##### TASK DATA #####
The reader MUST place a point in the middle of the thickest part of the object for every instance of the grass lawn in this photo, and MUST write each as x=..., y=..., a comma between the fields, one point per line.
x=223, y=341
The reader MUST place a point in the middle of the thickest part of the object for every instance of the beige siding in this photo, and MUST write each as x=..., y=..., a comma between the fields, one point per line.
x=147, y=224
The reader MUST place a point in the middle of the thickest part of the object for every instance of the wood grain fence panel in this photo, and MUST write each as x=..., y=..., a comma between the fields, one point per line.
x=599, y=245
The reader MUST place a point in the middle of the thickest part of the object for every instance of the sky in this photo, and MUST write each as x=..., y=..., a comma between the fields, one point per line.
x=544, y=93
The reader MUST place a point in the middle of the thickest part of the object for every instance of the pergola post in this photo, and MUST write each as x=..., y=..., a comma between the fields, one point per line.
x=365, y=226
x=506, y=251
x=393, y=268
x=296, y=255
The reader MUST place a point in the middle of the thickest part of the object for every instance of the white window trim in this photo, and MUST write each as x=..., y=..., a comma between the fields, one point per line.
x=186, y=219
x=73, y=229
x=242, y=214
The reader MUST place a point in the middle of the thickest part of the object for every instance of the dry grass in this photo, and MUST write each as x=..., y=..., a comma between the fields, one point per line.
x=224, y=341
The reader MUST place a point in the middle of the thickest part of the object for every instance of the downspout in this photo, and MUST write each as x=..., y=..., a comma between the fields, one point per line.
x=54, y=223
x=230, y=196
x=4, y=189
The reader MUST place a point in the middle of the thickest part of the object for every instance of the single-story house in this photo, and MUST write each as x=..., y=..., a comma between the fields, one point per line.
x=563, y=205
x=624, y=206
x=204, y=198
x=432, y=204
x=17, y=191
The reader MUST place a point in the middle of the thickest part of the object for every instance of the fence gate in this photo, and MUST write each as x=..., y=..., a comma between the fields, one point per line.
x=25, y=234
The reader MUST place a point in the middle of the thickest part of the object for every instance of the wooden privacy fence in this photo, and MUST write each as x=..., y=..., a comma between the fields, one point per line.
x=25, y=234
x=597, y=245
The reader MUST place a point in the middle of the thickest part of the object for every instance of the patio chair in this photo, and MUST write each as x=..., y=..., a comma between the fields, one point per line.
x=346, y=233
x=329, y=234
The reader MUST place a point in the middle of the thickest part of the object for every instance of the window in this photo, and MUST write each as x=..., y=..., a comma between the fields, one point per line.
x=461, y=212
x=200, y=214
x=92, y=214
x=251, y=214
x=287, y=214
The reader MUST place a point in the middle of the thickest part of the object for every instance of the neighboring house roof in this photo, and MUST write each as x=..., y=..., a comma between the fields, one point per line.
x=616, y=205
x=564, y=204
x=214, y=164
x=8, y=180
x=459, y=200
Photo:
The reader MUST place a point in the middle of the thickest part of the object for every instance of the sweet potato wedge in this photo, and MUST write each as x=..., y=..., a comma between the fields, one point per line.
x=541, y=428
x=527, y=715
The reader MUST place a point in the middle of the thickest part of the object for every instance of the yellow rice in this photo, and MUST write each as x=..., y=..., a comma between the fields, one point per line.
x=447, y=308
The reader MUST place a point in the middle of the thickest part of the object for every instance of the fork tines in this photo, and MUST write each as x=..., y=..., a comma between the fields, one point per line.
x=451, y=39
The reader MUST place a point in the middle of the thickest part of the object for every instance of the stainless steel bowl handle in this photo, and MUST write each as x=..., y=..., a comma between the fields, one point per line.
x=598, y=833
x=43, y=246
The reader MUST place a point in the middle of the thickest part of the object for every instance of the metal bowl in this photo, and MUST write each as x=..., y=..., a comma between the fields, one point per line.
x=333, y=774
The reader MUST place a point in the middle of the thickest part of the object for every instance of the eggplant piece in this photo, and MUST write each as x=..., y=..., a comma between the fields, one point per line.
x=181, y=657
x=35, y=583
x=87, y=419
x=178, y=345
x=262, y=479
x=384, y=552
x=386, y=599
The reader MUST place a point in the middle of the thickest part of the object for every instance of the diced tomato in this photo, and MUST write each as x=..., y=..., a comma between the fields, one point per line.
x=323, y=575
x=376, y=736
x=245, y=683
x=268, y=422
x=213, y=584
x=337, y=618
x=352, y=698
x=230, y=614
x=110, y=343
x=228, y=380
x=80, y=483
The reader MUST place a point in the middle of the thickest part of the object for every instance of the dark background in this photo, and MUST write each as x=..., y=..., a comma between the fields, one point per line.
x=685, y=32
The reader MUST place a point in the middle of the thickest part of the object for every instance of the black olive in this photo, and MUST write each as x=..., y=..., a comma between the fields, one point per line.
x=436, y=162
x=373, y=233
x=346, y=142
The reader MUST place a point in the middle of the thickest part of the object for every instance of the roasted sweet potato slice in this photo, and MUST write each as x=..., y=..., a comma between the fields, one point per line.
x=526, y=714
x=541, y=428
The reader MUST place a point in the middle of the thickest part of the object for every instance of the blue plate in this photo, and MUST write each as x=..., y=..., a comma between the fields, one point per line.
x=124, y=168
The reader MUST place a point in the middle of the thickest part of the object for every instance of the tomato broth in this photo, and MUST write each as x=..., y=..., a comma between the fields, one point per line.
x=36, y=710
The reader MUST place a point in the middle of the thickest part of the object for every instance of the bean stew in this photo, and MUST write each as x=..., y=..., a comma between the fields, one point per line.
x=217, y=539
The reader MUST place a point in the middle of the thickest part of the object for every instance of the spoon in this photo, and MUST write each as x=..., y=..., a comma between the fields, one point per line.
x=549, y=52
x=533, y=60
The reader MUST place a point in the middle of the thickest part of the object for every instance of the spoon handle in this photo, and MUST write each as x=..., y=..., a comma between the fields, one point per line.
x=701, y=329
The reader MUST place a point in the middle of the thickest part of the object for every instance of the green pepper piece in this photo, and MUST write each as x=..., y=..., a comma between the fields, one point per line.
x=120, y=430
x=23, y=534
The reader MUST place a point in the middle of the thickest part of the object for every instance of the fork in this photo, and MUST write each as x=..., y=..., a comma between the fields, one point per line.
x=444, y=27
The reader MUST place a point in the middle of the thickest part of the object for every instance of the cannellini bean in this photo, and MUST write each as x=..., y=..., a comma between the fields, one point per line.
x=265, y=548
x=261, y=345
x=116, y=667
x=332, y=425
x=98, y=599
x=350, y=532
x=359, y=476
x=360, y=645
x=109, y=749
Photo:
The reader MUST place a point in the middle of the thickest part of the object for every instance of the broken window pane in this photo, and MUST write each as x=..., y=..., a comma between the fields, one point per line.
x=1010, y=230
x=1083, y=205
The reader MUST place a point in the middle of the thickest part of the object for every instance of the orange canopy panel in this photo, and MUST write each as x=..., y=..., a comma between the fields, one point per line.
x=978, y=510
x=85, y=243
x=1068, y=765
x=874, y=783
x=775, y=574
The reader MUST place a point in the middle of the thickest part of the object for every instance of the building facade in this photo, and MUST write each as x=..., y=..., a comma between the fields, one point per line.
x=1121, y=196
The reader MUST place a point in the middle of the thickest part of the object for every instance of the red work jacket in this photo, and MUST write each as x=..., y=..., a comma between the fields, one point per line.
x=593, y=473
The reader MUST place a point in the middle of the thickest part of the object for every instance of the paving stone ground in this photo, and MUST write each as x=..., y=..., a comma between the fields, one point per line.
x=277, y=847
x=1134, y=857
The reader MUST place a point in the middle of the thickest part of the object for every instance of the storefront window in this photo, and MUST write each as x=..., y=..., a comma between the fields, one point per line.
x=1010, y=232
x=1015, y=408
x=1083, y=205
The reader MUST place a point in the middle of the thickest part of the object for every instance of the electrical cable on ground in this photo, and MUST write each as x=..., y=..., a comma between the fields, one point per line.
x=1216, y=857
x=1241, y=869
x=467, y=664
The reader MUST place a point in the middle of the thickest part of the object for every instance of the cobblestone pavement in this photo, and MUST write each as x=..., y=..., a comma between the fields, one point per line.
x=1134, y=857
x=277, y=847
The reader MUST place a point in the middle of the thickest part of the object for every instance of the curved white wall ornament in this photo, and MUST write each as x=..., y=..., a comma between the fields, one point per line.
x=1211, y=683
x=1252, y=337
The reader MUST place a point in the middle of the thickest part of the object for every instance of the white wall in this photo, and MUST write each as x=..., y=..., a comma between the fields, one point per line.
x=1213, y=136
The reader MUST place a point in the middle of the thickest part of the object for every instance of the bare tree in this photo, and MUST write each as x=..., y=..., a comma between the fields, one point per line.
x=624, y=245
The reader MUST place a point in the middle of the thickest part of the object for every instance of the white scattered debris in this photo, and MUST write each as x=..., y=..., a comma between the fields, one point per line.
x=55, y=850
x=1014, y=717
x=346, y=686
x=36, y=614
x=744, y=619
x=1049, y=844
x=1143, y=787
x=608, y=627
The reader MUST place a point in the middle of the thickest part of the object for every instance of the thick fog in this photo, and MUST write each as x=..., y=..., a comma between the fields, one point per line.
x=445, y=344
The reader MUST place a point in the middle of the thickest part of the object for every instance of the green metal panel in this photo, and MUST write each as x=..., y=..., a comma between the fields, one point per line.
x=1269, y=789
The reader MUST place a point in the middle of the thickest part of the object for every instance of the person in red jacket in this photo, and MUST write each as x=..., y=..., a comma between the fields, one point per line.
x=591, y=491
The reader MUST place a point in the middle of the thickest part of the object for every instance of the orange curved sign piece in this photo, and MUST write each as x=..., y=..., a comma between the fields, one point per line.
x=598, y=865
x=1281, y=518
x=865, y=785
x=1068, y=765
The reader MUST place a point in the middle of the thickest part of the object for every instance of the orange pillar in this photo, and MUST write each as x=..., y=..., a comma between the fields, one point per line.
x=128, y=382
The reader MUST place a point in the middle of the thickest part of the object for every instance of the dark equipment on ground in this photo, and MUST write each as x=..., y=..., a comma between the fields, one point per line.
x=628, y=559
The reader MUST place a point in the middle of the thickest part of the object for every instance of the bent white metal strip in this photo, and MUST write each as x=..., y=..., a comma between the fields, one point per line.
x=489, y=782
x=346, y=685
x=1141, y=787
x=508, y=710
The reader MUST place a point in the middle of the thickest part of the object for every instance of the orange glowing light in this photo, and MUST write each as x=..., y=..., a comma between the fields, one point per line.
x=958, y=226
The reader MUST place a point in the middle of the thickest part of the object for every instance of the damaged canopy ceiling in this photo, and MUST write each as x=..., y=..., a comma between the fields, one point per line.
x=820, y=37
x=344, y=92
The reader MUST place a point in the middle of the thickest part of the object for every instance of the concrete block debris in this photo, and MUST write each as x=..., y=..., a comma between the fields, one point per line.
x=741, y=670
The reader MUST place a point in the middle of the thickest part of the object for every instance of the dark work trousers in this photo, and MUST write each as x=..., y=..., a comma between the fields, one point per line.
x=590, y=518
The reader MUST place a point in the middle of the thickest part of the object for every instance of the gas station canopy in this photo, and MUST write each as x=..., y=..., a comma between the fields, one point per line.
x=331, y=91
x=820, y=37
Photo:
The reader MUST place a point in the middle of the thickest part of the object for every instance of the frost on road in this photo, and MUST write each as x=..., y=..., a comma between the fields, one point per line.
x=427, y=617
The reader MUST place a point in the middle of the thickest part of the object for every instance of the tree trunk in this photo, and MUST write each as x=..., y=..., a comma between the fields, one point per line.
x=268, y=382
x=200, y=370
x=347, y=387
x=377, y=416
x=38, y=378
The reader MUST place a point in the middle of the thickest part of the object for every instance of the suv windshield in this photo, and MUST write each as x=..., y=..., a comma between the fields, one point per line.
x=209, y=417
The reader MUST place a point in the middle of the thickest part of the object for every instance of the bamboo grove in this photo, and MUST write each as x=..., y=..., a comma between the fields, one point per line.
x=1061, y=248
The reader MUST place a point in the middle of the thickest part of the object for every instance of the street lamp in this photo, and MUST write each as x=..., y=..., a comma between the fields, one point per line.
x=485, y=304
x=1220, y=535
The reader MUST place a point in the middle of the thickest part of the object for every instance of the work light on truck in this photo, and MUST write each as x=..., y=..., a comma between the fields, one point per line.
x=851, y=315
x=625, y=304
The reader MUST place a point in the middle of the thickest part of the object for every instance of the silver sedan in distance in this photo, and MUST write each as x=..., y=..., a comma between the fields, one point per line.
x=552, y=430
#####
• DIRECTIONS FOR THIS TASK: Could you return, word for word, the rows above from the line containing "the fork tines" up to and including the line containing "x=43, y=246"?

• TASK SOLUTION:
The reader MUST place a point in the middle of the thickest part of the object for every instance of the fork tines in this photo, and MUST write each as x=..., y=..., a comma between the fields, one point per line.
x=451, y=39
The reader MUST place a point in the middle of the thickest part of the object for every instance of the stainless steel bowl handle in this photo, and MUST write each as x=..., y=..., a comma between the fields, one point per line.
x=598, y=833
x=43, y=246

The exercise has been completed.